- **DATASET**:
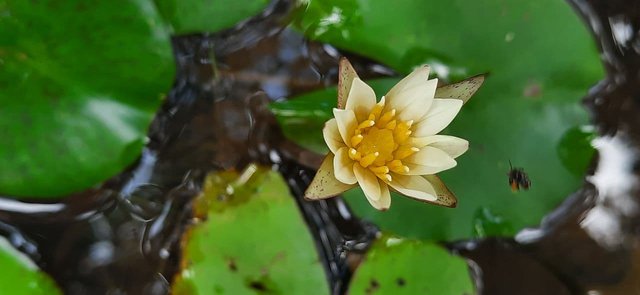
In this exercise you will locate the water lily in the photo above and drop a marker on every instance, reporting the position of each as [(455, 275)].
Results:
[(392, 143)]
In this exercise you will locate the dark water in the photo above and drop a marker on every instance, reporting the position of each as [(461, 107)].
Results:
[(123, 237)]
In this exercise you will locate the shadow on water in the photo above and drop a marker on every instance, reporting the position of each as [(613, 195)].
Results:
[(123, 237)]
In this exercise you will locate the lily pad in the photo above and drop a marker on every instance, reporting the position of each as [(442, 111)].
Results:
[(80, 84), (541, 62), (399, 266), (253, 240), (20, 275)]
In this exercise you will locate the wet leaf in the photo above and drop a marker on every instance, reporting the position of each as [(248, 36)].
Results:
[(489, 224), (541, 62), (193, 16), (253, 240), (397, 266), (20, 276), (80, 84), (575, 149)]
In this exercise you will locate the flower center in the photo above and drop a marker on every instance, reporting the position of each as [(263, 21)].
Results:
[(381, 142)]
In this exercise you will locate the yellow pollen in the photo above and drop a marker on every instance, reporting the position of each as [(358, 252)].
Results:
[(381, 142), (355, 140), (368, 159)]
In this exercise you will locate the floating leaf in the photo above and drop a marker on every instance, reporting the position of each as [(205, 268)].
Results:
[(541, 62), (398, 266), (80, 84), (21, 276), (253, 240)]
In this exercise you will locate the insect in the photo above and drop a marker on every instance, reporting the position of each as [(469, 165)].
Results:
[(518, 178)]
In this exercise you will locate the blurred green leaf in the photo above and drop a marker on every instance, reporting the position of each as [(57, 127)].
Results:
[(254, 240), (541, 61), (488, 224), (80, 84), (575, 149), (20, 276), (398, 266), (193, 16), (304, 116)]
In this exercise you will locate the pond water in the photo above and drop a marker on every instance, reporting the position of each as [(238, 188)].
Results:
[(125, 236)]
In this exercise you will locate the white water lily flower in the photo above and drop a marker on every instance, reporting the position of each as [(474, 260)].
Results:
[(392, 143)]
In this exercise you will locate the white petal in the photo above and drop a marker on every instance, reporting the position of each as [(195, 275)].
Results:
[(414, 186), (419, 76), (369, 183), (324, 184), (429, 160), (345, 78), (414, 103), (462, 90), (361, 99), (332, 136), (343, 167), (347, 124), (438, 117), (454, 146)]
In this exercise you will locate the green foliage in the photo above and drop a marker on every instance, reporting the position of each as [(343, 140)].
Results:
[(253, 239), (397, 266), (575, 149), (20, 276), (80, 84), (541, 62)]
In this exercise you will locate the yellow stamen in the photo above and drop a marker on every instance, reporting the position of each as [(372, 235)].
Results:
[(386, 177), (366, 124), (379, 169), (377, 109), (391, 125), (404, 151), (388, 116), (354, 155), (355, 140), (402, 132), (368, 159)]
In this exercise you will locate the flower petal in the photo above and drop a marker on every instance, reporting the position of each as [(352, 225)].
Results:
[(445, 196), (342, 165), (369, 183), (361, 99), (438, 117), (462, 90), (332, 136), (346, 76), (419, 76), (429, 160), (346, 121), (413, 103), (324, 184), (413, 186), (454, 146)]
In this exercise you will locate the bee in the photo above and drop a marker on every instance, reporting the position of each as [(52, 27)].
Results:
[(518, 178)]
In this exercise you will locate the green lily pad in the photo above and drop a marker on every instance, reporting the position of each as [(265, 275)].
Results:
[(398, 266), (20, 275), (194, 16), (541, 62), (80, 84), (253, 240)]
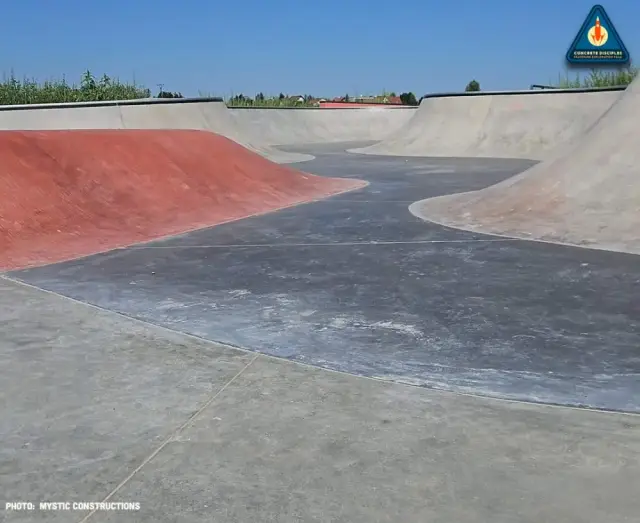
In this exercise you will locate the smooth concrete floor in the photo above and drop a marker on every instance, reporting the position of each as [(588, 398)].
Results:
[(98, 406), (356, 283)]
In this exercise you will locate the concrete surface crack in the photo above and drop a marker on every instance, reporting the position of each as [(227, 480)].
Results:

- **EXERCISE DESCRIPTION**:
Please edit the listing above, replacing "drop a marker" with "place a pin" wherever it occurs, and write out its lines again with nothing else changed. Leave the pictures out of your answer.

- **CORRECT RESULT**:
In this exercise you will locate the water lily in the photo above and place a pin on every instance, reporting the position of each as [(455, 275)].
Results:
[(392, 143)]
In this exercise you will locate the dark water in the photo above and place a pin on every instance, reporting the position of each as [(461, 107)].
Results:
[(123, 237)]
In this exercise you will locate the shadow on water in the photo above and place a pin on every instance, reporting the position of each as [(613, 195)].
Results:
[(123, 237)]
In this exercise you will locate the lily pad in the photo above and place a pin on every instance, reporting the position of each as [(442, 111)].
Results:
[(80, 84), (541, 62), (399, 266), (253, 240), (20, 275)]
In this exercise you will locate the wet leaf in the photo above and place a pin on every instance, reporting the position of each as [(248, 36)].
Results:
[(489, 224), (541, 62), (193, 16), (253, 240), (397, 266), (20, 276), (80, 84), (575, 149)]
In this exercise you will locate the flower center in the photo above and place a pin on every instance, reporting the position of each as [(263, 21)].
Results:
[(381, 142)]
In this exercise you will locate the yellow pollen in the photo above and place a pin on every instance, reporting the position of each as [(358, 252)].
Results:
[(381, 142), (355, 140), (368, 159)]
In this exercise you will locate the floating leaf in the photo above and place a pin on every instance, reporting the position of each as [(205, 268)].
Results:
[(541, 62), (398, 266), (80, 84), (21, 276), (253, 240)]
In this exercise you will locate the insect in the photo above and place a pin on every instance, reporting the position of each as [(469, 165)].
Results:
[(518, 178)]
In this exercise you will locate the blurred green leaf in the photo above and place a pin on every instance, reporting the position of each as [(57, 127)].
Results:
[(254, 240), (541, 61), (488, 224), (80, 84), (575, 149), (20, 276), (398, 266), (193, 16), (304, 116)]
In this exercise you will locate the pond water in the photo above and place a pin on every instance, reporting the position of each as [(238, 188)].
Results:
[(125, 236)]
In this exercise you will locate the white water lily flower in the photo above and place a pin on every instance, reporting the position of each as [(474, 260)].
Results:
[(392, 143)]
In this exercise you will locate the white petal in the photo above and place a pin on every instance, reporting the position of each as [(195, 275)].
Results:
[(414, 186), (419, 76), (369, 183), (324, 184), (429, 160), (345, 78), (414, 103), (462, 90), (361, 99), (332, 136), (343, 167), (347, 124), (438, 117), (454, 146)]
In this exercise you will locate the green foliage in the photo above and place a pin on every instance, reporting the position of each as [(343, 140)].
Results:
[(253, 239), (397, 266), (575, 149), (20, 276), (80, 84), (541, 62)]
In this exercise you will locate the yellow stamen in the photo above and place a pin on every instance, reporting the position of each as [(372, 235)].
Results:
[(386, 177), (366, 124), (379, 169), (377, 109), (391, 125), (404, 151), (388, 116), (354, 155), (355, 140), (402, 132), (368, 159)]
In this exercise you will locate the flower petal in the photo above and place a pin on every instance, reporting the position of each as [(352, 225)].
Results:
[(445, 196), (342, 165), (369, 183), (361, 99), (438, 117), (462, 90), (332, 136), (346, 76), (419, 76), (429, 160), (346, 121), (413, 103), (324, 184), (413, 186), (454, 146)]
In this exercise you will locate the bee in the photo above and place a pin on every instance, reporting the position of each as [(52, 27)].
Results:
[(518, 178)]
In this exercise you will locate the green lily pad in the photo above and place a pin on every instance, reporting the position of each as [(265, 275)].
Results:
[(398, 266), (20, 275), (194, 16), (541, 62), (80, 84), (253, 240)]
In this exercise you will locate the smooth concrete floor in the photo above and place a pin on every instance, reporting the position of each as [(588, 398)].
Results:
[(98, 406), (356, 283)]
In this exercise you will locate the concrete surface crack in the photo above and place a pin on every instance, reporting the position of each as [(227, 480)].
Results:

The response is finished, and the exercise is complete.